Excerpt:
--*--
On the other hand, it is well known that counterfeit luxury goods can be found in Chinatown. To be honest, I'm not crazy about this practice (firstly because, of course, it's not legal), but mainly because the products they offer have no guarantee.
During your stroll you will probably be approached by different street vendors with a catalogue (they usually don't carry the products with them to avoid problems with the police) and they will offer you bags, watches, belts and wallets of big brands. If you're expecting to find bargains, you're wrong: a luxury handbag can cost up to $300. That's why I don't recommend you invest your money.
10. Take the opportunity to explore the surrounding area: take a stroll through Tribeca or Little Italy
If you have enough time, I recommend that you take advantage of your walk through Chinatown to get to know the surrounding streets and neighbourhoods: Little Italy. You'll realise you've crossed the "border" between Chinatown and Little Italy when you start to see coffee shops, checkered tablecloths and the delicious smell of freshly made pizza.
You'll also find Tribeca: like so many other areas of New York, it started out as an industrial area and later became a bohemian neighbourhood, with buildings that feature the typical emergency staircase on the façade and alternative storefronts and small cafés where you can stop for a break.
--*--
Dataset content:
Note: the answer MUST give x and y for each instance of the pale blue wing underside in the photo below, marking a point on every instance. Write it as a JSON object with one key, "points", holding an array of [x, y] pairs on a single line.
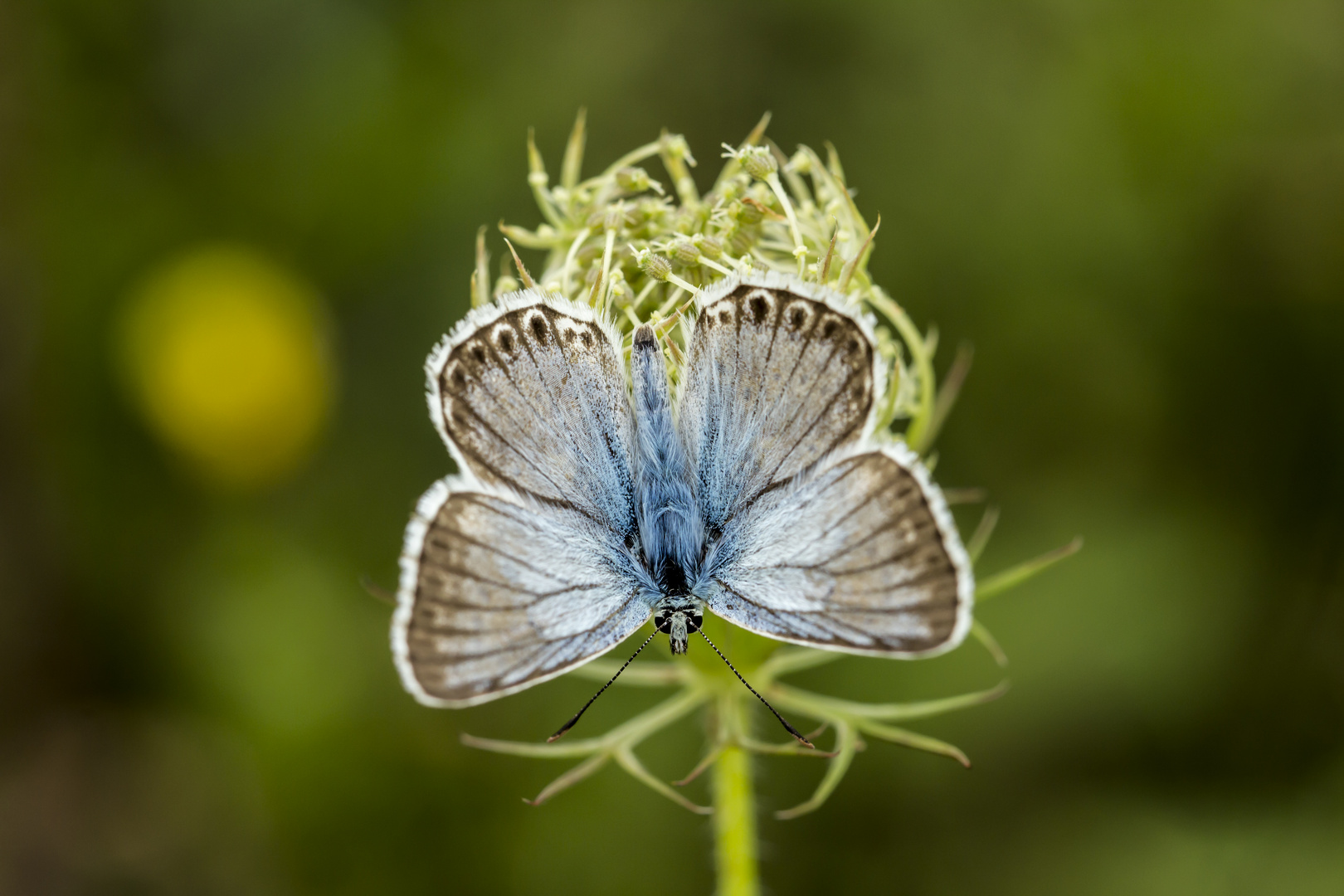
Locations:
{"points": [[500, 592], [531, 392], [522, 567], [856, 555], [778, 375], [819, 535]]}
--*--
Set tasks:
A: Answer these about the Chinatown travel excerpt:
(i) Why do the street vendors usually not carry the products with them?
(ii) What three things signal that you've crossed from Chinatown into Little Italy?
(iii) What kind of area was Tribeca at first?
B: Carry on the Chinatown travel excerpt past its last sentence.

Answers to each task:
A:
(i) To avoid problems with the police.
(ii) Coffee shops, checkered tablecloths and the smell of freshly made pizza.
(iii) An industrial area.

B:
You'll also find small art galleries to browse in, and if you happen to stumble across a fire station that looks familiar? That's right! It's the Ghostbusters fire station. New York is full of movie sets and if you want to see the best ones, I'll tell you about them in my article about the best movie and series locations in New York.
Where is Chinatown and how to get there?
Chinatown is located in the southeast of Manhattan. It is surrounded by the Lower East Side (to the east), Tribeca (to the west), Civic Center (to the south) and Little Italy (to the north). However, its borders are blurred as Chinatown has grown so much in recent times that it has almost absorbed Little Italy and much of the Lower East Side.
The easiest way to get to Chinatown is by underground, although it can also be reached by bus.
- Underground: Canal Street stop (6, J, M, Z, N, Q, R and W lines) or Grand Street station (B and D lines).
- Bus: M01, M103 and B51.
How did Chinatown come to be?
Lured by the gold rush, thousands of immigrants from China arrived in the US in the mid-19th century. Most settled in California, but some moved to the East Coast, specifically to New York.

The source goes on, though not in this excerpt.